**Exercise instructions:** In the listing below, locate the line containing "Target: broken plastic fragment" and the line containing "Note. One marker is placed on each instance of the overcast". Output both of them and every line between, exactly as written, and nothing more.

**Extracted records:**
━━━━━━
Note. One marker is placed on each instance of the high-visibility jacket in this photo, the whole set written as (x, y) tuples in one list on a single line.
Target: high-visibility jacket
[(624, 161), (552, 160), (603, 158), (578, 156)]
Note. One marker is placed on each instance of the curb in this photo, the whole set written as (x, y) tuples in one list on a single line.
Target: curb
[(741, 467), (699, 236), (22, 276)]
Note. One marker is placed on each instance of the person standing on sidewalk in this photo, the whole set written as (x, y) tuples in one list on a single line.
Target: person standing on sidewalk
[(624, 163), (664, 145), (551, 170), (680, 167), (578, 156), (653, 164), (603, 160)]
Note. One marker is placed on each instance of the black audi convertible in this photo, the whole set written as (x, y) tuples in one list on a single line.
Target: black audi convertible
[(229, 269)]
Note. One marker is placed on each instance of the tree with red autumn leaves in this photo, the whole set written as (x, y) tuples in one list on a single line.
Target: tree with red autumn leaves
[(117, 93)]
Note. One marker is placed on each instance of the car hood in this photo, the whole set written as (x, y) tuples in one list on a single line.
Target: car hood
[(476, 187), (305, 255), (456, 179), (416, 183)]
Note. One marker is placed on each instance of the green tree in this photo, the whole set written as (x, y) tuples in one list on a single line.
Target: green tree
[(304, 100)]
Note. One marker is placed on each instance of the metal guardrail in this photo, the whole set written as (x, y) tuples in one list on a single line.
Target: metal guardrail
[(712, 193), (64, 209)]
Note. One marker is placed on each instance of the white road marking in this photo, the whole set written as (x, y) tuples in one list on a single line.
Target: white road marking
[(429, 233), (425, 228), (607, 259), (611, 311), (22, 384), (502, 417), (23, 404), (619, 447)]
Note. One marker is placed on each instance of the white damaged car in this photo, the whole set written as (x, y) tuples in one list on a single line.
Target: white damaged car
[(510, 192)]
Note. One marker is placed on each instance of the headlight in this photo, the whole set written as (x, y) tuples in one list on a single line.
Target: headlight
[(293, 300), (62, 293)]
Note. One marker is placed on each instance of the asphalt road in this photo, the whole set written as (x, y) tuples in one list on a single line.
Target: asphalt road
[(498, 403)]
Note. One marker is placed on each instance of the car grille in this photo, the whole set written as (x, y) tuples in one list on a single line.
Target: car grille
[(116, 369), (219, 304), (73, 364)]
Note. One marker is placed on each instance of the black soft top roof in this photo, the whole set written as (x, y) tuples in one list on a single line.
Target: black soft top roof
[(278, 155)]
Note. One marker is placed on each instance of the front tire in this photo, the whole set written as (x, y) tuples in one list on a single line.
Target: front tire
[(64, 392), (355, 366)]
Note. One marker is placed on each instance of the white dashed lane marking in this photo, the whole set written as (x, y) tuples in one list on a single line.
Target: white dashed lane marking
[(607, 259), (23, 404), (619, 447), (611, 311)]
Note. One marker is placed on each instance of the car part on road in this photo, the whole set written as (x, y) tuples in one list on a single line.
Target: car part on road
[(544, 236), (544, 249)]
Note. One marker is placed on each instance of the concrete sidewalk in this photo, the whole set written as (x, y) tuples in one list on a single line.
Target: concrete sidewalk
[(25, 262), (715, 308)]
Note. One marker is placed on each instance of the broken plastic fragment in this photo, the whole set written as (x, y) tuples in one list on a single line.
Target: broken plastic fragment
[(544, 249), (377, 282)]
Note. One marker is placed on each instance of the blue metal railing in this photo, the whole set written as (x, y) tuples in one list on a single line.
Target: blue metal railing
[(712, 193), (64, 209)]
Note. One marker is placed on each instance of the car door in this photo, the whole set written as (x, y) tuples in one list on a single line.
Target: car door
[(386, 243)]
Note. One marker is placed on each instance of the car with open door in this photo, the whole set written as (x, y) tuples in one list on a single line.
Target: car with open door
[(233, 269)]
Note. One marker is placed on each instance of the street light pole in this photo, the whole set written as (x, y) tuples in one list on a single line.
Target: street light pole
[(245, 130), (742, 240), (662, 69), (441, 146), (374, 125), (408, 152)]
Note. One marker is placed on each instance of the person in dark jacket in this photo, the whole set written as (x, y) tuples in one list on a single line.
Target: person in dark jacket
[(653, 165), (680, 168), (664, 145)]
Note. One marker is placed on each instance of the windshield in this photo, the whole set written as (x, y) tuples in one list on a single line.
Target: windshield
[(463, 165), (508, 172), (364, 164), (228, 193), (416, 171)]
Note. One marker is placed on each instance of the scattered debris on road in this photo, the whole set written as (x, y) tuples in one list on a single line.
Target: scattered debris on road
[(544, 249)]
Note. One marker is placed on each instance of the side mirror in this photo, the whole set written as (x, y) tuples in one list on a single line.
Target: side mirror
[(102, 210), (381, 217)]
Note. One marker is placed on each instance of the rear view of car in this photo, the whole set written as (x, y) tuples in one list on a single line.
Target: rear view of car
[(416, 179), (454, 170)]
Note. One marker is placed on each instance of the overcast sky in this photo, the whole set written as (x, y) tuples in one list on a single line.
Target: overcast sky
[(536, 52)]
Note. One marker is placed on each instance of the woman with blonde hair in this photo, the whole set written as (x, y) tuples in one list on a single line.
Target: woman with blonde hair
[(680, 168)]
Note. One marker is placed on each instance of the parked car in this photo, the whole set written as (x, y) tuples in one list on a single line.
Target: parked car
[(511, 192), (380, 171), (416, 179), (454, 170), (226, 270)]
━━━━━━
**Solution to the problem:**
Target: broken plastic fragment
[(544, 249), (377, 282)]
Note. One marker is placed on each instance of the blue metal railing in this photo, the whole set written as (x, y) tuples in one list on a single line.
Target: blue metal railing
[(712, 193), (64, 209)]
Note. One marker is placed on each instance of the car door in this photo, the whole set written as (x, y) tuples in one list on a single line.
Target: car door
[(386, 243)]
Note. One marker is placed on each instance of the car with open door in this photo, the whole set written as (x, y) tuples in one list on a single line.
Target: car with open door
[(233, 269)]
Note. One marker is placed on each instance of the street light pole in this photo, the whole set written as (x, y) tuples in one list on a single line.
Target: street light pole
[(245, 130), (742, 240), (662, 69), (441, 146), (374, 125), (408, 152)]
Note. One marker is placed on each instance of the person in dark jacket in this photo, the whole set written as (x, y) tuples in one list on a single line.
Target: person in dark jacket
[(653, 165), (680, 168), (664, 145)]
Note. One marker is placed on each instance of the windshield in this photo, the whole set written as (x, y) tuples in one list on a single line.
Target: windshield
[(463, 165), (508, 172), (364, 164), (228, 193), (416, 171)]
Note. One marker is placed on each instance of the scattered debris on road in this photo, the whole set written as (x, y) tuples in one list on a single line.
Target: scattered debris on road
[(544, 249)]
Note. One marker is placed on each instance of the side mirror in this photo, the whole set written as (x, y) tuples in one list on a single line.
Target: side mirror
[(102, 210), (381, 217)]
Note. One marker is placed on each instance of the rear view of car in this photo, the whole set written as (x, y) tuples in one list on a single line.
Target: rear view of car
[(416, 179), (454, 170)]
Note. One marker is placed on each instance of the overcast sky in this photo, the whole set written as (x, y) tuples in one list on a single line.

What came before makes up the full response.